[Data on object locations]

-- start --

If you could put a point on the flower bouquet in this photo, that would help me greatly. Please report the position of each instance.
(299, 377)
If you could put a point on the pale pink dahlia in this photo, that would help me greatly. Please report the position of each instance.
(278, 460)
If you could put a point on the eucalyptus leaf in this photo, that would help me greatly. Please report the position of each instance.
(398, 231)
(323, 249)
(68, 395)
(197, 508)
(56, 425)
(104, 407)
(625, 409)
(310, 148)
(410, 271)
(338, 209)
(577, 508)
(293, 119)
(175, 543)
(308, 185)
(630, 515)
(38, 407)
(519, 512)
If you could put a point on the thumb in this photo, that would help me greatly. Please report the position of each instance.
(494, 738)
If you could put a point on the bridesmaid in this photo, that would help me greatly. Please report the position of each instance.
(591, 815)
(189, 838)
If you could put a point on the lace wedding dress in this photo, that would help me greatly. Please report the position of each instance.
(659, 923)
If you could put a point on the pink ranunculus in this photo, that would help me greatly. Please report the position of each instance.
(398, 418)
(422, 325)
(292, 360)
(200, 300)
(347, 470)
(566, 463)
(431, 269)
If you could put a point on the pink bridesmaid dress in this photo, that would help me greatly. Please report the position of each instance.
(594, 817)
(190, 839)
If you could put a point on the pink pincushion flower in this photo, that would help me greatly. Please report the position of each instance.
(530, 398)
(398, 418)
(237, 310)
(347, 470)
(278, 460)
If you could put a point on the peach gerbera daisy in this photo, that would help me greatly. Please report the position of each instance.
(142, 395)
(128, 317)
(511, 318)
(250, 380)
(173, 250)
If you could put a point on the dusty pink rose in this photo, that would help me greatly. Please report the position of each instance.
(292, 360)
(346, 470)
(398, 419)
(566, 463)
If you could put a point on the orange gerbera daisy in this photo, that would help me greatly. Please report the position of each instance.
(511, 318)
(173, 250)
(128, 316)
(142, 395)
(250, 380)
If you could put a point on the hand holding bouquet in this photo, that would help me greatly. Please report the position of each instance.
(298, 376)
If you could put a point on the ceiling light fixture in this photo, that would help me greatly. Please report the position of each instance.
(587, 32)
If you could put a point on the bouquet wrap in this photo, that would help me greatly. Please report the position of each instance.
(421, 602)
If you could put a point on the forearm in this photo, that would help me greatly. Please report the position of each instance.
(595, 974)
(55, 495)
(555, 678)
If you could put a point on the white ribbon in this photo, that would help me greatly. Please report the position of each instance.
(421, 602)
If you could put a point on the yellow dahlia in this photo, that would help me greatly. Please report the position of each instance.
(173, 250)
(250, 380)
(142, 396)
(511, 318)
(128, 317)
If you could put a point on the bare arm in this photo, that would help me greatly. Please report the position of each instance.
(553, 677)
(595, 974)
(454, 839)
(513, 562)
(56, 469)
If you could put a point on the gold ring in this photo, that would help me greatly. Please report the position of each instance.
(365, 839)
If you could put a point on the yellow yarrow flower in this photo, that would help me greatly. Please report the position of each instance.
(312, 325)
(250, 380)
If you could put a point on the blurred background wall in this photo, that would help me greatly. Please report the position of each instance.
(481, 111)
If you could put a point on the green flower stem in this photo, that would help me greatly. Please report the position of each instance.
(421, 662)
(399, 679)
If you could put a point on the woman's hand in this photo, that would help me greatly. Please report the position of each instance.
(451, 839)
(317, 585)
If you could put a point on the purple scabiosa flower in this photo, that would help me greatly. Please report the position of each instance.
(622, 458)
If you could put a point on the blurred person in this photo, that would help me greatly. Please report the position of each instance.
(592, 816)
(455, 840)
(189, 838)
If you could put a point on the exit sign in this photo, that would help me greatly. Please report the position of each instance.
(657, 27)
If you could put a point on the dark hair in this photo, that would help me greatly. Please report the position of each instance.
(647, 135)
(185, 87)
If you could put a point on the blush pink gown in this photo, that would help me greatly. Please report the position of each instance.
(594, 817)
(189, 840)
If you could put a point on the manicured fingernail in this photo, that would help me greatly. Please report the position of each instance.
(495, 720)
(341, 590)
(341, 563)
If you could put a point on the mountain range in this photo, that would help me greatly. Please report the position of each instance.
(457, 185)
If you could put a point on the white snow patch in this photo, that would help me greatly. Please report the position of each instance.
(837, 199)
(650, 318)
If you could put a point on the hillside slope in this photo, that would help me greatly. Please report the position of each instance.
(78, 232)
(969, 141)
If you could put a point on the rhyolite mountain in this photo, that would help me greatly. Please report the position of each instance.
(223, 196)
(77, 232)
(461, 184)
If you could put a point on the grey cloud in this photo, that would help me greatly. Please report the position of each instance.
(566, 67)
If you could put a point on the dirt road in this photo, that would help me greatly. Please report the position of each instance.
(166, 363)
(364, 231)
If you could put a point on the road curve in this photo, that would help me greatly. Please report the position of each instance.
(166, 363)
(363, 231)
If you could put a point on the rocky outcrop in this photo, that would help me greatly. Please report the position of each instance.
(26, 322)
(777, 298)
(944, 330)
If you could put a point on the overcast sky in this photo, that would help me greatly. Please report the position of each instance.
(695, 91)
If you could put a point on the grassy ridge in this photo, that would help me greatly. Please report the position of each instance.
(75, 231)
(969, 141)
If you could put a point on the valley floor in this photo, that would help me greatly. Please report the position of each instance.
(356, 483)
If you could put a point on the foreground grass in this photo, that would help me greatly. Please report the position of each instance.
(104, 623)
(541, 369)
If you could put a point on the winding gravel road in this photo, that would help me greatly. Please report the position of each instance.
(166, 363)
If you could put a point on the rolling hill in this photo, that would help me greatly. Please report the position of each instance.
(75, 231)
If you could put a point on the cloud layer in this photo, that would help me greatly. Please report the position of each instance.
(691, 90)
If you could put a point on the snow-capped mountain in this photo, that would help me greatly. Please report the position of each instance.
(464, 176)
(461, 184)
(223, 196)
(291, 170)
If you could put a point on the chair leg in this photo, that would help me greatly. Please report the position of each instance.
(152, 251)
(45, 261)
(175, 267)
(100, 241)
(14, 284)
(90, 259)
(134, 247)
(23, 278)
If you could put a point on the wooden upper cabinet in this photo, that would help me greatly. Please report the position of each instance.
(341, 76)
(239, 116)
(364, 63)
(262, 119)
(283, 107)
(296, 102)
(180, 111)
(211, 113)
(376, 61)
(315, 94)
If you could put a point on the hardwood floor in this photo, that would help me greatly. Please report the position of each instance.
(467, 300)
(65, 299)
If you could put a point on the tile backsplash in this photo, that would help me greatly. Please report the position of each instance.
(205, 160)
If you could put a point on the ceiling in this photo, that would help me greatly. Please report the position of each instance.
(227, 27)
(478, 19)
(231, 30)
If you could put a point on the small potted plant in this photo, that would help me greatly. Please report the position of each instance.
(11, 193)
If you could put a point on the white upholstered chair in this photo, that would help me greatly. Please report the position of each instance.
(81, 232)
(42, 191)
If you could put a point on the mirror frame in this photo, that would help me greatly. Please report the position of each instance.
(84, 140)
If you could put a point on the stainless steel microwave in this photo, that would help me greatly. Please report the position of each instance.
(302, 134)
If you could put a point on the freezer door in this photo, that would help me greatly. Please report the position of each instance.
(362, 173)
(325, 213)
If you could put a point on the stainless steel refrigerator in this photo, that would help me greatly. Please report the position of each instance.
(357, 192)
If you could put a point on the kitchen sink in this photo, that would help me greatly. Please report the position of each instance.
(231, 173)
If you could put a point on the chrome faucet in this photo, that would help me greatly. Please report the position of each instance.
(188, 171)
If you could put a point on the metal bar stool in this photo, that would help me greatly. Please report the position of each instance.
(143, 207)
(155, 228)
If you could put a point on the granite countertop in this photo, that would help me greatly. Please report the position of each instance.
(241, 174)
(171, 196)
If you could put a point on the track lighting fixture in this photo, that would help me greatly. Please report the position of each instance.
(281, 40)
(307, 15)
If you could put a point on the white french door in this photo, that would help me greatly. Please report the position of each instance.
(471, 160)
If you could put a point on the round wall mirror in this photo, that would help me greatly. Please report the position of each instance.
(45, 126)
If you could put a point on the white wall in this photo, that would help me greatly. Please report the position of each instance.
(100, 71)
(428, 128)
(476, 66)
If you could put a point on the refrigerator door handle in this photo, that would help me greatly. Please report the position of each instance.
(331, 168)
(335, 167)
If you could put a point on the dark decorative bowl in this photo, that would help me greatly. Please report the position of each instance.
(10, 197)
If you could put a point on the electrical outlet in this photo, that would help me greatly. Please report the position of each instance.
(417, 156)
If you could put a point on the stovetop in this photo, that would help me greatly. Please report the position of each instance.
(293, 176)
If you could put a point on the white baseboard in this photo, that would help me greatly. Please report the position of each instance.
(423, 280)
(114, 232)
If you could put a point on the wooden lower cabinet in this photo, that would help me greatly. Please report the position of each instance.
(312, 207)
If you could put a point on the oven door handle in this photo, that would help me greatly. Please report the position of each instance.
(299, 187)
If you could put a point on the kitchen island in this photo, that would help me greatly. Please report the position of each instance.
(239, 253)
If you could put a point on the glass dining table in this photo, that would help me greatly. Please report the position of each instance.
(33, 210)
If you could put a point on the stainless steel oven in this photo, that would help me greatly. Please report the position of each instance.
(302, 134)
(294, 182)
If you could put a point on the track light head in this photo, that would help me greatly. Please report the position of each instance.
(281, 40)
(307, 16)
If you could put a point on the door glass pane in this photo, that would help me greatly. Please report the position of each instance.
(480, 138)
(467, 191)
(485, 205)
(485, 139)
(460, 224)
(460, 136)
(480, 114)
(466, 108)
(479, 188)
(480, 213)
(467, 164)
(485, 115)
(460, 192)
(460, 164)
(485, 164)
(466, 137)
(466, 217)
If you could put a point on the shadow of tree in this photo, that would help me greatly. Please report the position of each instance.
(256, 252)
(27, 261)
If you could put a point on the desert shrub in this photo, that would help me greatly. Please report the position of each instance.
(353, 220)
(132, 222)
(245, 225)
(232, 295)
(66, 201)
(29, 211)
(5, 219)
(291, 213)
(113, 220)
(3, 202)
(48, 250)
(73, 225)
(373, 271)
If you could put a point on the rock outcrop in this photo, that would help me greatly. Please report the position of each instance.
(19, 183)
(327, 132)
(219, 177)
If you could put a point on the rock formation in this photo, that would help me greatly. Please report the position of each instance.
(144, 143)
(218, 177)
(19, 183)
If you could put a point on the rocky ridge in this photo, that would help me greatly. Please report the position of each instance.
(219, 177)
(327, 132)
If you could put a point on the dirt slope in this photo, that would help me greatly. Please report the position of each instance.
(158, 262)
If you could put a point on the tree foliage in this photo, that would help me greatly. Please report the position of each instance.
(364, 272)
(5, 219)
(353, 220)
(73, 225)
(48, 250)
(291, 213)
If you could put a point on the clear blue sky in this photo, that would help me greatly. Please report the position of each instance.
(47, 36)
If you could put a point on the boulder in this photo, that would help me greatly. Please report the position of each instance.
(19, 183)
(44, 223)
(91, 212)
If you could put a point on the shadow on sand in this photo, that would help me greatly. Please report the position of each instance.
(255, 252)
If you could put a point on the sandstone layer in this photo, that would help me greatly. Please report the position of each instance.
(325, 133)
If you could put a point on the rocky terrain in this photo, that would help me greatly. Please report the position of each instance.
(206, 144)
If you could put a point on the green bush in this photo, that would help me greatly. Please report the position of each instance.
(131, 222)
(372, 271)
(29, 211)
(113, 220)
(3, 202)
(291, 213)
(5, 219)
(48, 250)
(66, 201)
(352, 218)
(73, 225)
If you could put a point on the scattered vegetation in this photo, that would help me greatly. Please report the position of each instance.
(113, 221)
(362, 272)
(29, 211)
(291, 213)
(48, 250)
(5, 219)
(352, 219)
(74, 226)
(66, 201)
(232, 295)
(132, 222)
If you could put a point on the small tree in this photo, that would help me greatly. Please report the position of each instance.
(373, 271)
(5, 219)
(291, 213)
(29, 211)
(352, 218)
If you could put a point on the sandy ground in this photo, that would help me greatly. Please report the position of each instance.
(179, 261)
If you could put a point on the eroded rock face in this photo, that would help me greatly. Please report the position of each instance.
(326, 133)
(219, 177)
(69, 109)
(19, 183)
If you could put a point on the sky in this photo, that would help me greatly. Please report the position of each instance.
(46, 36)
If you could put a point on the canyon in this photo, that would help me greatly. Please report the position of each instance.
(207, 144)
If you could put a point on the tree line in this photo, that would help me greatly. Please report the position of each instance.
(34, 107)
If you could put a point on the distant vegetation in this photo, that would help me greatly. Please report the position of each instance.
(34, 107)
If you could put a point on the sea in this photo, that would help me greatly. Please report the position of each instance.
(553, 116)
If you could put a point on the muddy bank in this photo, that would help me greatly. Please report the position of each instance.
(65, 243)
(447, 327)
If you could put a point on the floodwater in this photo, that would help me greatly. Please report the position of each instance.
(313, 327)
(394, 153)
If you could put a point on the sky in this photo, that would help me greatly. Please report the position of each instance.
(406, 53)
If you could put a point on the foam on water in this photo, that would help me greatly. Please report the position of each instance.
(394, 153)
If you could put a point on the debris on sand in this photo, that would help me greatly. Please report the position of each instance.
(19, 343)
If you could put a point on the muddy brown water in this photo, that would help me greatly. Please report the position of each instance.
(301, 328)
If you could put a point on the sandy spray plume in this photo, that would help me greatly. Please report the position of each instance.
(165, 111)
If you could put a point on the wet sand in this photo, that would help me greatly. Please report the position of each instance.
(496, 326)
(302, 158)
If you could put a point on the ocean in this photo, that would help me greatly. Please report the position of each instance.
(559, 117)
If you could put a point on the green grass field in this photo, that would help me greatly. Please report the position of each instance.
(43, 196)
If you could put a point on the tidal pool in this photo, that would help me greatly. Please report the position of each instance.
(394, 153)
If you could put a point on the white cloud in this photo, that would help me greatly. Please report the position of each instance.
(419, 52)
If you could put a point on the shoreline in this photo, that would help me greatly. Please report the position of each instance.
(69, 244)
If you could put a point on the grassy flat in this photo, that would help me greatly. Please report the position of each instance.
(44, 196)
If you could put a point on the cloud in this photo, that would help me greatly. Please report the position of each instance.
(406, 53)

-- end --

* SHORT TASK
Rescale the data from the line holding "If you could put a point on the shoreline" through the end of the data, inclusive. Reproduce every line in that span, and multiply each coordinate by 0.45, rounding to the nearest whole number with halves going up.

* FINAL RESULT
If you could put a point on the shoreline in this photo, that would help me greatly. Please report the position of each instance.
(31, 110)
If you could put a point on the grassy flat in this photo, that would help me greatly. Please report the position of each instance.
(20, 88)
If you could put a point on the cloud in this photo, that would help me greatly. Please report the position of each instance.
(183, 24)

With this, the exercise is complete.